# OBJECTIVE
Resume the minutes of the committee meeting with Khula and Ntsika below, continuing right after their last sentence.

# PAGE EXCERPT

--*--

The Chairperson welcomed and introduced the delegates to the committee. The delegates were Mr. Brendan Mbatha, Marketing Executive of Khula and Mr. Lefa Mallane, Chief Executive Officer of Ntsika Enterprise Promotion Agency. The Chairperson specifically urged the delegates not present their agencies' visions and missions but rather to focus on "concrete issues". It was also suggested that Khula and Ntsika should work with MP constituency offices to get their message across to communities.
Mr. L Mallane (CEO) introduced Ntsika as a provider of non-financial services to develop small, medium and micro enterprises (SMMEs). He outlined the structure of SMMEs development strategy and positioned Ntsika as playing the role of making markets accessible to SMMEs. He reckoned that there was R145b available for procurements and that this money could only be distributed to SMMEs through the support and functions of Ntsika.
Mr. B Mbatha indicated that his presentation was similar to the one he had made on 8 May 2002 to the committee during the DTI's industrial policy hearings. Mr. Mbatha felt it was wise to reiterate the vision of Khula because the agency was undergoing an evaluative review and refocusing. He said the, " the vision of Khula was to become a financing partner of first choice in SMMEs finance". He emphasised that Khula was not working directly with SMMEs but that it worked through intermediaries such as commercial banks. He also announced that since 1996 up to March 2002 Khula had managed to create an estimated 788,650 direct jobs. He added that the total number of jobs when adjusted by a multiplier effect was more than one million:
Total new jobs since 1996 (66% of total direct jobs) 521,307
Total direct jobs (new and sustained) 788,650
Indirect jobs created and sustained = 394,325
Assumed multiplier of 1.5 X 788,650
Total jobs direct and indirect = 1,182,975
Mr. S. Rasmeni (ANC) commented that even though there were challenges in SMMEs development, some temporary measures should be taken to help poor people across the country and urged Khula and Ntsika to think about his comment. He then asked about Ntsika's relationship with SETAs (Sector Education and Training Authorities).

--*--

# DATASET EXTRACT
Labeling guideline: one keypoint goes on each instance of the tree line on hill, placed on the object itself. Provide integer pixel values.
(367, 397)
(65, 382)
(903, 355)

--*--

# REPLY
Mr. Mallane replied that Ntsika has held some workshops with SETAs where Ntsika wanted to know if they could be of assistance to the twenty-five SETAs. He added that the relationship between Ntsika and the SETAs was still at an initial phase because SETAs were new establishments.
Prof. Ripinga (ANC) asked how strategic are the locations of Ntsika service centres.
Mr. Mallane explained that the strategic position of Ntsika service centres largely depended on the location of intermediaries through which Ntsika functioned.
Prof. Ripinga (ANC) asked if Ntsika and Khula had evaluative measures to test their progress against their vision and goals.
Ms L Houston (Khula) agreed that it was important to evaluate an organisations' progress, however, she added that Khula would still have to look at that soon after it completed the review and refocus of its functions. Mr. Mallane expressed similar statements by pointing out that Ntsika still had to undergo a refocus due to challenges it faced when performing its functions.
The Chairperson commented that the functions of Ntsika and Khula were passive rather than pro-active. He added that the attitudes of the banks were too risk-averse to be co-operative with Khula and he asked Khula to comment on bank's attitudes towards providing loans to SMMEs. He also asked if Ntsika had any comparative analysis of service centres such as the Irish model.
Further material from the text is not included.